▶ [Extrahierter Text]
──────────────────────────────

Rudi Stephan

1887 – 1915

Am 29. September 1915 fiel der deutsche Soldat Rudi Stephan bei Tarnopol in Galizien (heute Ukraine) auf dem Schlachtfeld des Ersten Weltkriegs. Er war 28 Jahre alt – und galt trotz seiner Jugend in Friedenszeiten als einer der Hoffnungsträger der deutschen Musik, Seine Oper → Die ersten Menschenseine symphonischen Werke, die (zweite) Musik für Orchester, die Musik für Geige und Orchester hatten ihn in die erste Riege der jungen Komponisten katapultiert.

In einem Nachruf, den Kasimir Edelschmid 1915 in der »Frankfurter Zeitung« publizierte hieß es:

Sein Gerechtigkeitssinn war von solch glasharter Schärfe und Durchsichtigkeit, dass es das Auskommen mit ihm erschwerte. Er war weniger impulsiv als abwägend. Kleinigkeiten, über die andere, auch vornehme Menschen, lächelnd weggingen, beschäftigten sein moralisches Bewusstsein lange … In all seinen Handlungen, selbst in seinem Lachen, das er gern und tief lachte, war ein besonderer Ernst. Sein Urteil war gerecht und radikal wie bei Menschen, die, von innerer Berufung schlicht überzeugt, für eine Sache leben. Ich glaube nicht, dass seinem Wesen die große Güte fehlte, die die Grundlage einer großen Leistung ist. Er war ohne Aufheben von sich überzeugt mit der inneren Bescheidenheit der mittelalterlichen Meister.

──────────────────────────────

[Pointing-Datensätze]

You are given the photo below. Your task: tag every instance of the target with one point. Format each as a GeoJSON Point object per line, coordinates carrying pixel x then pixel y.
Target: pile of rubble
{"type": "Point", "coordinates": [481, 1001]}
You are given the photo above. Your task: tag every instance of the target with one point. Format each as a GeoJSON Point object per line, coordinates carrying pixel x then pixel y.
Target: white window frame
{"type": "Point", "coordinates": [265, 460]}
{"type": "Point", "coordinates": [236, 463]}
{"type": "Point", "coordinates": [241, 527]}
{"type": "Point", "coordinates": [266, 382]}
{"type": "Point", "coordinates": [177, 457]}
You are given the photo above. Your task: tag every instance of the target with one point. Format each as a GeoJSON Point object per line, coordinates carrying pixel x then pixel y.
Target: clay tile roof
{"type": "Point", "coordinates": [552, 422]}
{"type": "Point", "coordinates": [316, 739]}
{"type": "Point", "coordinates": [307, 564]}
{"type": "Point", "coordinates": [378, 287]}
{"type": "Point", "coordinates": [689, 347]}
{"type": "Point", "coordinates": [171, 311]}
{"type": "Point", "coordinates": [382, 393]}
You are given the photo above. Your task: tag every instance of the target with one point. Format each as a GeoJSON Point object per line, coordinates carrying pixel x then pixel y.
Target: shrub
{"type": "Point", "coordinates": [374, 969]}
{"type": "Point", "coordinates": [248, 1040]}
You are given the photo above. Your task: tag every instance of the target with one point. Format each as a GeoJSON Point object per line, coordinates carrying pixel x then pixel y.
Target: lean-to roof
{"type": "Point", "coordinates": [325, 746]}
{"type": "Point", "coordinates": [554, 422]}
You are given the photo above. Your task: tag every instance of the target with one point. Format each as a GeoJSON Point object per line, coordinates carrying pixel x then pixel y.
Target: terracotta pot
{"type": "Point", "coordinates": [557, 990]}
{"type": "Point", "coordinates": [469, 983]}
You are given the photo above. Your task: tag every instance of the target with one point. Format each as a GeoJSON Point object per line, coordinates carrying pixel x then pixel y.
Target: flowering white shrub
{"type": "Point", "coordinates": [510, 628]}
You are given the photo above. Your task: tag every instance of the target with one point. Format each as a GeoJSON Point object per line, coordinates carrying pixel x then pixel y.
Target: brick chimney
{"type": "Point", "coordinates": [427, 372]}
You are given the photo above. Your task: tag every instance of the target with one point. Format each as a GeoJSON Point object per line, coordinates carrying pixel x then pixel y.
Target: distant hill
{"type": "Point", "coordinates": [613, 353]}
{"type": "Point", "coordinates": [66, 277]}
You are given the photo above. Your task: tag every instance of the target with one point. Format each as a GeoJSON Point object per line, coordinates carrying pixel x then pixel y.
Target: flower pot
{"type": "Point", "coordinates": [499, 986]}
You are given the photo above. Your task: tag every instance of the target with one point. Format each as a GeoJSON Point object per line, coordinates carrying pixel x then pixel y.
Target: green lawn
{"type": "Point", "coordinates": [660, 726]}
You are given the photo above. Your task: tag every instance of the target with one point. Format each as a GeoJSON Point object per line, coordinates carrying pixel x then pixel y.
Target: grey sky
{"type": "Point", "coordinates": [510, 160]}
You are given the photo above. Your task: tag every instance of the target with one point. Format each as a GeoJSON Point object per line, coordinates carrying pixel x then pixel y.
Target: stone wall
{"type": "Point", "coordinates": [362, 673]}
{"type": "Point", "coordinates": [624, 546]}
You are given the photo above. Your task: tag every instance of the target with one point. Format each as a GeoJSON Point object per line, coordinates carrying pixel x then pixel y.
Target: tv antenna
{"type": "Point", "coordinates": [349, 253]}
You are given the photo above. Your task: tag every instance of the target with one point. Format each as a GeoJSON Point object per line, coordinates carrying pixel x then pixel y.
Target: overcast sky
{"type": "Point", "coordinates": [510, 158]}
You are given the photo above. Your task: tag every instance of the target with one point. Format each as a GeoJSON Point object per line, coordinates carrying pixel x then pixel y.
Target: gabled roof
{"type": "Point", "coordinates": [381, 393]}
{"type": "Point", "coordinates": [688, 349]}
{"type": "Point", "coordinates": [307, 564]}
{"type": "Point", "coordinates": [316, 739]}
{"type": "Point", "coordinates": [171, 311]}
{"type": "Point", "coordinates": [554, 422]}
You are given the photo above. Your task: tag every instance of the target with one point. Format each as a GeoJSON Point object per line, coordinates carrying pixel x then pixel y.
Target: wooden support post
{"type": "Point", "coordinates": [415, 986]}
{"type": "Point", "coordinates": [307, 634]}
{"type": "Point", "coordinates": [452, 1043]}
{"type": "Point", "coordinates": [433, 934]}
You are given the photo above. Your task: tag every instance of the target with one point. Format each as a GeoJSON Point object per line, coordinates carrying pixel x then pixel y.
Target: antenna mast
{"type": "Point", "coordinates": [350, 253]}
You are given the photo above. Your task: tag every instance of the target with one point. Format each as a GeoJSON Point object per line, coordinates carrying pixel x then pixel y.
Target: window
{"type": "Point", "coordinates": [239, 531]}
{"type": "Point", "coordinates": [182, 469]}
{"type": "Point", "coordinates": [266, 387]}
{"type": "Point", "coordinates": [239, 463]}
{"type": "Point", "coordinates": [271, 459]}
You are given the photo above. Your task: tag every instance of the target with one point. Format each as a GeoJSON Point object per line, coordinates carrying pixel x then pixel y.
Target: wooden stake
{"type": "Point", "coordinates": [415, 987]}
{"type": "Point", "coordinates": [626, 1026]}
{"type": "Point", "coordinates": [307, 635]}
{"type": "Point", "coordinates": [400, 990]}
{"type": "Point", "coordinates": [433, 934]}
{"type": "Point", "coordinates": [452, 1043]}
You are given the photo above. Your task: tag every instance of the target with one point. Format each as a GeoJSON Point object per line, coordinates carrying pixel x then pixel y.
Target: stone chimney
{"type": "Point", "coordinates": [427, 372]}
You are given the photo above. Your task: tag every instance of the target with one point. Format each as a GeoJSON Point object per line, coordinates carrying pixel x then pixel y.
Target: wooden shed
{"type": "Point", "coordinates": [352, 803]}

──────────────────────────────

▶ [Aufgabenstellung] Entnimm dem Text über Rudi Stephan wortgetreu die Passage, die bei den Worten „1887 – 1915“ einsetzt, und brich nach „jungen Komponisten katapultiert.“ ab.

▶ [Vollständige Ausgabe]
1887 – 1915

Am 29. September 1915 fiel der deutsche Soldat Rudi Stephan bei Tarnopol in Galizien (heute Ukraine) auf dem Schlachtfeld des Ersten Weltkriegs. Er war 28 Jahre alt – und galt trotz seiner Jugend in Friedenszeiten als einer der Hoffnungsträger der deutschen Musik, Seine Oper → Die ersten Menschenseine symphonischen Werke, die (zweite) Musik für Orchester, die Musik für Geige und Orchester hatten ihn in die erste Riege der jungen Komponisten katapultiert.